» PROBLEM REQUIREMENTS:
Would you transcribe all of the data exactly, down to the last character?

» DATA IN THIS EXERCISE:
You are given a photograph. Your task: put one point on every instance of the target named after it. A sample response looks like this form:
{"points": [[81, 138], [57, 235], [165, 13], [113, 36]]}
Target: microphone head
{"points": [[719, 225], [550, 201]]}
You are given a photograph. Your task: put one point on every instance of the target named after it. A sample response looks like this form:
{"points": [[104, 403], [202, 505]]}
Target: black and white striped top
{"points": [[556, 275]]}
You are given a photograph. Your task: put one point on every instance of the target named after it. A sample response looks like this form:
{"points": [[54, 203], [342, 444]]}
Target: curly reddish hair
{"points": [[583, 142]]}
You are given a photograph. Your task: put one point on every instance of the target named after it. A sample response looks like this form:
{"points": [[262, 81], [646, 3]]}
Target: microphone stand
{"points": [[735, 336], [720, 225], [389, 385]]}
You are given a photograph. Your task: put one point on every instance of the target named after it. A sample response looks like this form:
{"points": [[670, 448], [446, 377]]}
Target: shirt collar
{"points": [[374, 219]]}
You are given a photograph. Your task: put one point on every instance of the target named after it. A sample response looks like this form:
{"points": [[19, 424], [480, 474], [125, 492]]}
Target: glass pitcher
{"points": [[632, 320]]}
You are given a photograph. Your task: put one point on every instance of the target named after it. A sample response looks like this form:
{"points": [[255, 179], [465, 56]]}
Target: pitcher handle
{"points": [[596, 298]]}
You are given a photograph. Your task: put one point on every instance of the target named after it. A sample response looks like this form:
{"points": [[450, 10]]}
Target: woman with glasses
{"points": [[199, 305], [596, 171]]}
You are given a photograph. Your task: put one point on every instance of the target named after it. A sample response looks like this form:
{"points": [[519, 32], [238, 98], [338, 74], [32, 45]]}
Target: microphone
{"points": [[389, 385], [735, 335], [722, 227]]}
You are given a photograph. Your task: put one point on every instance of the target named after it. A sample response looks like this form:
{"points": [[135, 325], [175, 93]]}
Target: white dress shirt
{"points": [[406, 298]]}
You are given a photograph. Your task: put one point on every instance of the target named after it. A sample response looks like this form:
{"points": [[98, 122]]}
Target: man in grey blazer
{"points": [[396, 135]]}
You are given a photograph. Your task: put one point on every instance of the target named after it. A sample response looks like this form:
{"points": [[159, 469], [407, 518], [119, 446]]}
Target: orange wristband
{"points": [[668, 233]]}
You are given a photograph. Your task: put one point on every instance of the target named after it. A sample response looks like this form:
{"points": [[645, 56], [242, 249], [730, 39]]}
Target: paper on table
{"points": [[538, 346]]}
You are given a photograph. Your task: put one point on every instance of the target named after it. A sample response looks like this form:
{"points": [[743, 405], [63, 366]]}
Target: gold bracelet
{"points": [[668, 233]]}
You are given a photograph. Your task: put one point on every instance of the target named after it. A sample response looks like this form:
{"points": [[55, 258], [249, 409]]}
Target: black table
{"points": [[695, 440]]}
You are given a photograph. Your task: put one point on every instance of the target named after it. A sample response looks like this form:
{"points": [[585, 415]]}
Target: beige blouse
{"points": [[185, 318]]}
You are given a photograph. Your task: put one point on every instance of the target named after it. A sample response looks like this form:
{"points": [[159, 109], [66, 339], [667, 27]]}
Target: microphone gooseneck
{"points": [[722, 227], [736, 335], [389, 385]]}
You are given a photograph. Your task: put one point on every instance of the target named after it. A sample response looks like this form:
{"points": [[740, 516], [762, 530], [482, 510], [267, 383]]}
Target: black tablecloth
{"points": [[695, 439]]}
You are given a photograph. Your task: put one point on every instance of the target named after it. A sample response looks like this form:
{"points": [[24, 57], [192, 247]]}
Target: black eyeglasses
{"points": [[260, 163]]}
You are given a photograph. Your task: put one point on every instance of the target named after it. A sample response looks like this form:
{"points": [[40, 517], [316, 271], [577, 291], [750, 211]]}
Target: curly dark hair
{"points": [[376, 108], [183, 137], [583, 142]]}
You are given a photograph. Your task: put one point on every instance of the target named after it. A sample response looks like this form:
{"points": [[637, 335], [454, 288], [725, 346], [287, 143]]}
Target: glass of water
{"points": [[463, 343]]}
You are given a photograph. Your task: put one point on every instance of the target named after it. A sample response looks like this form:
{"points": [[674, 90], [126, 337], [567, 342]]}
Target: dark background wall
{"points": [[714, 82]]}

» RESPONSE TO THIS EXERCISE:
You are given a photograph. Your task: put one point on every instance of the target named after it. A sample response looks like this form:
{"points": [[81, 138], [57, 235], [165, 13], [113, 36]]}
Target: microphone head
{"points": [[719, 225], [550, 201]]}
You are given a photograph. Your task: put one point on every instance of the target named after it. A sample response looks like this form:
{"points": [[104, 403], [202, 505]]}
Target: black and white striped top
{"points": [[556, 275]]}
You are given a photograph. Your task: put one point on every instance of the target named after it. A sample response looks like this form:
{"points": [[54, 203], [342, 444]]}
Target: curly reddish hair
{"points": [[583, 142]]}
You are given a photograph. Your task: put one point on every instance of the target named after it. A sample response looks like this form:
{"points": [[262, 81], [646, 3]]}
Target: microphone stand
{"points": [[735, 336], [720, 225], [389, 385]]}
You are given a photograph. Your task: put one point on every instance of the target named after it. A sample response looks like this form:
{"points": [[670, 448], [446, 377]]}
Target: shirt collar
{"points": [[374, 219]]}
You are given a photograph. Your task: put one point on every instance of the target named after it. A sample response looks like this form:
{"points": [[19, 424], [480, 474], [125, 492]]}
Target: glass pitcher
{"points": [[632, 320]]}
You are given a photograph. Your task: put one point on every instance of the target named after it. A sample response looks like this form:
{"points": [[255, 179], [465, 56]]}
Target: pitcher handle
{"points": [[596, 298]]}
You are given a photograph. Your task: put one point on every instance of the target named after it. A sample response looks like this form:
{"points": [[450, 10]]}
Target: woman with glasses
{"points": [[199, 305], [596, 171]]}
You are given a photograph. Your task: put one point on every instance of the target named after it. A sample response looks like this form:
{"points": [[519, 32], [238, 98], [338, 74], [32, 45]]}
Target: microphone
{"points": [[389, 385], [735, 335], [722, 227]]}
You are given a photograph. Your task: put one point on every instance of the target named after it. A sample response looks like this form:
{"points": [[135, 325], [175, 93]]}
Target: white dress shirt
{"points": [[406, 298]]}
You are given a photograph. Your task: put one point on every instance of the target named after it. A sample response looks like this form:
{"points": [[98, 122]]}
Target: man in grey blazer
{"points": [[396, 135]]}
You are given a photograph. Your task: put one point on every instance of the target named after it. A sample response looks like this form:
{"points": [[159, 469], [407, 518], [119, 446]]}
Target: orange wristband
{"points": [[668, 233]]}
You are given a photograph. Your task: put one point on every instance of the target named after it. A sample response looks like this form:
{"points": [[645, 56], [242, 249], [730, 39]]}
Target: paper on table
{"points": [[538, 346]]}
You are given a photograph. Your task: put one point on every instance of the target named after it. A sample response looks like this form:
{"points": [[743, 405], [63, 366]]}
Target: gold bracelet
{"points": [[668, 233]]}
You are given a photograph. Your task: put one point on every instance of the target named after it. A sample response looks like this form:
{"points": [[55, 258], [249, 409]]}
Target: black table
{"points": [[695, 440]]}
You are given a photograph. Your task: put one point on every instance of the target named after it. A sample response looks like this form:
{"points": [[585, 415]]}
Target: beige blouse
{"points": [[185, 318]]}
You are given a photograph. Your task: put one point on every instance of the target named after it. A sample response looks like this form:
{"points": [[159, 109], [66, 339], [667, 27]]}
Target: microphone gooseneck
{"points": [[722, 227], [736, 335], [389, 385]]}
You are given a photograph. Your task: put one point on every instance of the target named after it. A sample response looks like this form:
{"points": [[740, 516], [762, 530], [482, 510], [267, 383]]}
Target: black tablecloth
{"points": [[695, 439]]}
You are given a photograph. Your task: put one point on every instance of the target named after it. A sample response looks like this form:
{"points": [[24, 57], [192, 247]]}
Target: black eyeglasses
{"points": [[260, 163]]}
You are given a photograph. Your task: put one point on every instance of the target named after it. A sample response looks like this form:
{"points": [[40, 517], [316, 271], [577, 291], [750, 211]]}
Target: curly dark hair
{"points": [[376, 108], [183, 137], [583, 142]]}
You are given a photograph. Your task: put one point on every instance of the target named after it. A sample response looks like this form:
{"points": [[637, 335], [454, 288], [725, 346], [287, 143]]}
Target: glass of water
{"points": [[463, 343]]}
You are given a photograph. Your task: put one point on every instance of the target named after it. A sample response looks like this form:
{"points": [[674, 90], [126, 337], [567, 342]]}
Target: dark background wall
{"points": [[714, 82]]}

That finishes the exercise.